SELECTED PASSAGE:
Psi Cops (French: Psi Cops: Escouade Paranormale) is a Canadian adult animated television series that premiered on Adult Swim in Canada on June 5, 2023. The series was created by and stars Bart Batchelor and Chris Nielsen, who previously starred in Night Sweats and co-created the web series World Doctors and Daddy and the Big Boy for Mondo Media. It is produced by Wind Sun Sky Entertainment, Skybound Galactic and Oddfellows Labs in association with Corus Entertainment, with animation services provided by Smiley Guy Studios. Sony Pictures Television serves as the distributor of the series. It is the first original series made for Adult Swim in Canada, as all previous originals were made for either Teletoon at Night or Télétoon la nuit.

The series follows Kydd (Nielsen) and Felixx (Batchelor), the top detectives at the paranormal investigation agency Psi Cops, who solve supernatural mysteries despite their overall incompetence.

The series was later acquired by Adult Swim in the United States, which premiered one year later, on July 8, 2024.

AIM OF THE TASK:
Please answer these questions using the Psi Cops passage:
1. Which studio provided the animation services?
2. What are the names of the two top detectives the series follows?
3. On what date did the series premiere on Adult Swim in the United States?

GIVEN DATA:

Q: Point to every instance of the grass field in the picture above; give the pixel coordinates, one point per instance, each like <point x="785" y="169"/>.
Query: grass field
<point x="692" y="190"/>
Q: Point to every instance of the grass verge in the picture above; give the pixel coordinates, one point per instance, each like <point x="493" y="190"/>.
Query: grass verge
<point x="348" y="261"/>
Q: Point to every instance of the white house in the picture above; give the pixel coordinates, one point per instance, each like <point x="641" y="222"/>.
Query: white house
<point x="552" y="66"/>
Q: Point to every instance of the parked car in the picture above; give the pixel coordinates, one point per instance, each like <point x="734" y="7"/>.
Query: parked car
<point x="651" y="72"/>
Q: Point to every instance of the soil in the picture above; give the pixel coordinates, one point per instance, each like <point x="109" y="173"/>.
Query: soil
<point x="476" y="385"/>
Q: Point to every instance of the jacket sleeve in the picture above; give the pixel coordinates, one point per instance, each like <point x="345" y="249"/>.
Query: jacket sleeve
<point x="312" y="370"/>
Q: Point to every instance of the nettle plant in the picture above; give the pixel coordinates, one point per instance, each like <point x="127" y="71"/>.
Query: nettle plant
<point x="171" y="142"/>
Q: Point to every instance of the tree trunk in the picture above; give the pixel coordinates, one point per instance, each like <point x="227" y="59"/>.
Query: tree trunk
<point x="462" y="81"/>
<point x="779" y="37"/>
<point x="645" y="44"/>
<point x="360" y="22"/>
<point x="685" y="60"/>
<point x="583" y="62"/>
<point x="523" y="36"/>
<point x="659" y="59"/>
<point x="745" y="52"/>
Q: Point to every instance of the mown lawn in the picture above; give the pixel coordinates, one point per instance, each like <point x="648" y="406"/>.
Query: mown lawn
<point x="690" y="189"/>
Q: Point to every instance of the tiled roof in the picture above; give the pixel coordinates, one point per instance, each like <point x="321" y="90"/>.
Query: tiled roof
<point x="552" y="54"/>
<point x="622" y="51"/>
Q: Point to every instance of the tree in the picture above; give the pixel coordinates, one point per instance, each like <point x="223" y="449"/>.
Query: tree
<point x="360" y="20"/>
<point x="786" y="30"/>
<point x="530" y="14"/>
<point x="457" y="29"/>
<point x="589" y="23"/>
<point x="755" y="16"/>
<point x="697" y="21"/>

SOLVED PROBLEM:
1. Smiley Guy Studios
2. Kydd and Felixx
3. July 8, 2024